-- DATASET EXTRACT follows --

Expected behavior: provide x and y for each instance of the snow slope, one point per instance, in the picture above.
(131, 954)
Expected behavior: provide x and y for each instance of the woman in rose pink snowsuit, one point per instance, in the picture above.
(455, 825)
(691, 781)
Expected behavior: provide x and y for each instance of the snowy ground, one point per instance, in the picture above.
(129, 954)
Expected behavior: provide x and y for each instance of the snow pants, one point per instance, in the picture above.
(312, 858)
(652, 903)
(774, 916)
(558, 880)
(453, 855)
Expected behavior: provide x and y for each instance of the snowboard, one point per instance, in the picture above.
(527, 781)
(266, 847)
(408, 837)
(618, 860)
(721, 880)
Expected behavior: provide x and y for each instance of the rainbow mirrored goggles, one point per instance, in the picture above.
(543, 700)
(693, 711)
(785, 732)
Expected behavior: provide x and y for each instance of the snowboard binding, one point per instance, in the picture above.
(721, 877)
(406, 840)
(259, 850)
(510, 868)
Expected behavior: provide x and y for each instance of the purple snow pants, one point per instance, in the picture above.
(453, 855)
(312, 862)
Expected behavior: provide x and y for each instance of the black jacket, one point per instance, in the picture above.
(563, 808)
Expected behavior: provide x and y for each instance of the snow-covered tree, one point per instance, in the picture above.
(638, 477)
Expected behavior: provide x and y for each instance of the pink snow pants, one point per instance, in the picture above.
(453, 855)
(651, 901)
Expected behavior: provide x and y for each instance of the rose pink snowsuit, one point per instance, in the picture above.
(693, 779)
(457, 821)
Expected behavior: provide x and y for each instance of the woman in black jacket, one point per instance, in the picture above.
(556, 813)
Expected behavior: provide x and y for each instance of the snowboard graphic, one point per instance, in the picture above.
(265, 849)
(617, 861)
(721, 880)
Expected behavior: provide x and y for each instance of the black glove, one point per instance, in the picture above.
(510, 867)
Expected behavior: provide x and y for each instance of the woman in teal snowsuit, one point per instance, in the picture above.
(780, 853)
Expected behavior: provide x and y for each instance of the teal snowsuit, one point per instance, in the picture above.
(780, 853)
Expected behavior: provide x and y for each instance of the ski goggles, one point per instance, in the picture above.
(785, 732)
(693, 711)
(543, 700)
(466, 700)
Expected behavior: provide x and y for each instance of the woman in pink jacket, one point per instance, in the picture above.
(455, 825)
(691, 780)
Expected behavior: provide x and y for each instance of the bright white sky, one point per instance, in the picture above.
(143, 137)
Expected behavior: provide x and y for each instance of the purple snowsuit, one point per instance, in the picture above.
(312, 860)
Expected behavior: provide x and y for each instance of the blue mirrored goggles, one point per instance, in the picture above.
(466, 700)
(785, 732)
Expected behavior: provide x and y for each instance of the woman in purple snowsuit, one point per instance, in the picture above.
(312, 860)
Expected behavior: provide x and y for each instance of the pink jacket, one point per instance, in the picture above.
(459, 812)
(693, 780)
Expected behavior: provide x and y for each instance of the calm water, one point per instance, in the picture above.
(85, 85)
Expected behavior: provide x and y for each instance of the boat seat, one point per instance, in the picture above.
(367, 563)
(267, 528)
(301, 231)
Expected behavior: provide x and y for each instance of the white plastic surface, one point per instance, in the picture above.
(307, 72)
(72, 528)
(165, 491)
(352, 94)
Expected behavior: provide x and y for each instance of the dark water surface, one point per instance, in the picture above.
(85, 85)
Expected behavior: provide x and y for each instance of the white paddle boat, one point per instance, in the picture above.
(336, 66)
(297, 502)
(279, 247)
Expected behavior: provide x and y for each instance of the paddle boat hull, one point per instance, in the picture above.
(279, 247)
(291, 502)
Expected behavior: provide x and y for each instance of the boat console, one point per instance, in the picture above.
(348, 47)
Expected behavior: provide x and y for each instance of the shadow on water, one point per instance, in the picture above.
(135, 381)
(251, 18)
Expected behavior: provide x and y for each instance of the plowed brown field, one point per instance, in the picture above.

-- DATASET EXTRACT concluded --

PROBLEM DETAILS:
Would you retype the full listing without altering a single word?

WRITTEN SOLUTION:
Expected behavior: provide x and y for each instance of the snow slope, one point per instance, in the picture above.
(131, 954)
Expected behavior: provide x and y for each instance of the woman in rose pink snowsuit, one point per instance, in the picture above.
(455, 825)
(691, 781)
Expected behavior: provide x and y for each instance of the snowy ground, one point per instance, in the picture above.
(129, 954)
Expected behavior: provide x and y for each instance of the snow pants, one point per instance, in the picture above.
(312, 858)
(652, 903)
(774, 916)
(558, 880)
(453, 855)
Expected behavior: provide x and y for each instance of the snowboard, one point per instance, in the picture above.
(527, 781)
(266, 847)
(408, 837)
(618, 860)
(721, 880)
Expected behavior: provide x and y for each instance of the rainbow mirrored goggles, one point per instance, in the picture above.
(543, 700)
(693, 711)
(785, 732)
Expected behavior: provide x and y for each instance of the snowboard binding, one point per instance, in the picture above.
(721, 877)
(406, 840)
(259, 850)
(510, 868)
Expected behavior: provide x and y for each instance of the purple snow pants, one point per instance, in the picture above.
(453, 855)
(312, 862)
Expected behavior: provide x and y for each instance of the black jacket, one point per instance, in the picture above.
(563, 808)
Expected behavior: provide x and y for each instance of the snow-covered tree, one point per instance, in the picture above.
(638, 477)
Expected behavior: provide x and y for each instance of the pink snow pants, one point per instance, in the picture above.
(453, 855)
(651, 901)
Expected behavior: provide x and y for each instance of the rose pink snowsuit, one point per instance, in the picture above.
(693, 779)
(457, 821)
Expected behavior: provide x and y for each instance of the woman in black jacket, one point per instance, in the picture above.
(556, 813)
Expected behavior: provide x and y for each instance of the snowboard graphic, one point per instance, in the picture above.
(265, 849)
(617, 861)
(721, 880)
Expected behavior: provide x and y for each instance of the black glove, one point per instance, in the picture above.
(510, 867)
Expected behavior: provide x and y for each instance of the woman in teal snowsuit, one point per instance, in the picture above.
(780, 853)
Expected behavior: provide x and y for each instance of the teal snowsuit, one point per instance, in the picture above.
(780, 853)
Expected behavior: provide x and y for each instance of the ski goggles, one point per instance, in the picture above.
(785, 732)
(693, 711)
(543, 700)
(466, 700)
Expected behavior: provide x and y for each instance of the woman in pink jacket, one point per instance, in the picture above.
(455, 825)
(691, 780)
Expected behavior: provide x and y for each instance of the bright white sky, one point per instance, in the picture above.
(143, 137)
Expected behavior: provide x and y for each instance of the purple snowsuit, one point per instance, in the picture above.
(312, 860)
Expected behavior: provide x and y for each instance of the blue mirrored goggles, one point per instance, in the picture above.
(466, 700)
(785, 732)
Expected behavior: provide x and y for each instance of the woman in purple snowsuit, one point per instance, in the picture above.
(312, 860)
Expected behavior: provide x and y for each instance of the pink jacket, one point per instance, in the picture above.
(459, 812)
(693, 780)
Expected behavior: provide x and y for each instance of the calm water, one point per instance, in the picture above.
(85, 85)
Expected behavior: provide x and y for each instance of the boat seat, one point per instance, in the picture above.
(367, 563)
(267, 528)
(301, 231)
Expected behavior: provide x and y for each instance of the white plastic surface, one point per instance, in the picture above.
(307, 72)
(72, 528)
(165, 491)
(352, 94)
Expected behavior: provide x and y for each instance of the dark water surface, one point per instance, in the picture above.
(85, 85)
Expected behavior: provide x and y for each instance of the white paddle boat, one point per instance, in the picture above.
(336, 66)
(297, 502)
(279, 247)
Expected behavior: provide x and y for each instance of the paddle boat hull, one point per instance, in the picture above.
(279, 247)
(291, 502)
Expected behavior: provide x and y for each instance of the boat console, one point per instance, in the picture above.
(348, 47)
Expected behavior: provide x and y for each instance of the shadow on water, one point per instance, in the picture above.
(135, 381)
(251, 18)
Expected behavior: provide x and y for each instance of the plowed brown field, one point per instance, in the picture above.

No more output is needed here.